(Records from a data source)
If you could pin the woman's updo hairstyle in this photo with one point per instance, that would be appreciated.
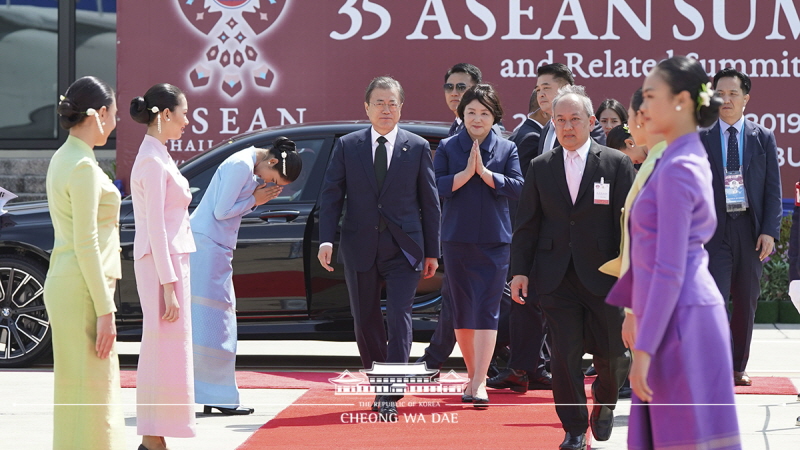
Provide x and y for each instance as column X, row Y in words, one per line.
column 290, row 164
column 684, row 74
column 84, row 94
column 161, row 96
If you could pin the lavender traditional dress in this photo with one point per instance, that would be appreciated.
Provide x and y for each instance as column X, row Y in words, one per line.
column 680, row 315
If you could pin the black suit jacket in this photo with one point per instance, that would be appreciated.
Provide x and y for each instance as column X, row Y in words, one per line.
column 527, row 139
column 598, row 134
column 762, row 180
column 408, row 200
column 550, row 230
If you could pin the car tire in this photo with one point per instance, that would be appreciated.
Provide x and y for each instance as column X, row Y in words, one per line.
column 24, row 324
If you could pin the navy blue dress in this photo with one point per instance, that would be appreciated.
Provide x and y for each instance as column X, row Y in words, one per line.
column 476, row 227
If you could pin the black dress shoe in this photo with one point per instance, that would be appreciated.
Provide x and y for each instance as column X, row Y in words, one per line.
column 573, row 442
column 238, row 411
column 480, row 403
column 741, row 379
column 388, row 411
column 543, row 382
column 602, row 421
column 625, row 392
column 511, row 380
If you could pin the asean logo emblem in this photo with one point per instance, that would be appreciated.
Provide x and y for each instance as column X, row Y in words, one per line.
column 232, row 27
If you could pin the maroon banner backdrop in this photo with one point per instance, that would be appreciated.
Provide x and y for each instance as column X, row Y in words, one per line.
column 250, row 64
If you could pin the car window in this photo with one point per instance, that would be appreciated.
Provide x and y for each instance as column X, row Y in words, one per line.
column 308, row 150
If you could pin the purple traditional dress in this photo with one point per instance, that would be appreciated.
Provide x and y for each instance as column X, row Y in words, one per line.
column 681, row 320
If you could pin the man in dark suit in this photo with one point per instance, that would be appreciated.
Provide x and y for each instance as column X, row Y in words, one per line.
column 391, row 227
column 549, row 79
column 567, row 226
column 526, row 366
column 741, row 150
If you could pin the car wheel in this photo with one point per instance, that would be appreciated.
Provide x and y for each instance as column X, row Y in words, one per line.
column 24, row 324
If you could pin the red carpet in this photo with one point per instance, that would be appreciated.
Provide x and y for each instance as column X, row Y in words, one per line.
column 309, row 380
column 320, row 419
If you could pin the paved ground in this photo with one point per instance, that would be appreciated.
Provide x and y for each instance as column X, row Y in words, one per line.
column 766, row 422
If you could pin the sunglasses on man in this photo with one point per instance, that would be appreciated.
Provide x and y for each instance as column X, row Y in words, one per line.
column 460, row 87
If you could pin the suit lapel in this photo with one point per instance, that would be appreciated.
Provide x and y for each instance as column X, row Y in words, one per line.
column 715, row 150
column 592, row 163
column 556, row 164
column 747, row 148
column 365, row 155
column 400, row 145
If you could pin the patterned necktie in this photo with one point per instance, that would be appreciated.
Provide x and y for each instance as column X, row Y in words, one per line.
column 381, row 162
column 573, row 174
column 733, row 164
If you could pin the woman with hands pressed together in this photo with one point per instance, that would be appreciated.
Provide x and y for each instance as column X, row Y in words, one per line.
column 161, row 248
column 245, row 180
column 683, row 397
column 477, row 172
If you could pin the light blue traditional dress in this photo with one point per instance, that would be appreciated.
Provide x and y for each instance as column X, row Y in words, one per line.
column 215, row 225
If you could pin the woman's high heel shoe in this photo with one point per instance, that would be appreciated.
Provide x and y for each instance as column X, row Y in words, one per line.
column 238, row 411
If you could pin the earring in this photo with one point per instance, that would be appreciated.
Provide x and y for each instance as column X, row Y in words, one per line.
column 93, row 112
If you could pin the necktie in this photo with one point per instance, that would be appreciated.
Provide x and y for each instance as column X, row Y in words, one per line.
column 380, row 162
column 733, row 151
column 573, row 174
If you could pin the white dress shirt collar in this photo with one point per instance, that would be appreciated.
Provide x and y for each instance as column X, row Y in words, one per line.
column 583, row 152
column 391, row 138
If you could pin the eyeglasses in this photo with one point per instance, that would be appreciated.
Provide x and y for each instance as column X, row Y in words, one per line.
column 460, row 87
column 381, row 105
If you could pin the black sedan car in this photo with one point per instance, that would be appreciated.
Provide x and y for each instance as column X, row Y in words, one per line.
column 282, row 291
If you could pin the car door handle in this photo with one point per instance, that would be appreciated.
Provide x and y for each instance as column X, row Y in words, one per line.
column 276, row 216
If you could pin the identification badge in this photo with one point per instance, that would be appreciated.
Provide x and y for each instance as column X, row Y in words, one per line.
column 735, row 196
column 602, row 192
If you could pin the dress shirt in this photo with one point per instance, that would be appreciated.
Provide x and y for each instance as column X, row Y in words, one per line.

==

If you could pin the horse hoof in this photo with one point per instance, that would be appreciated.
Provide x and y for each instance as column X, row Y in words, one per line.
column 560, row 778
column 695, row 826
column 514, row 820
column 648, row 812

_What is being asked_.
Each line that contains the string "woman" should be copied from the data above.

_Exercise response_.
If you could pin the woman's updo hairstyle in this photo with one point per instance, that would be appreciated.
If you could pin the woman with hands pressed together in this photo with one point per instance, that would be appreciated.
If you could pin the woman's high heel shoe in this photo with one point per instance, that would be appreciated.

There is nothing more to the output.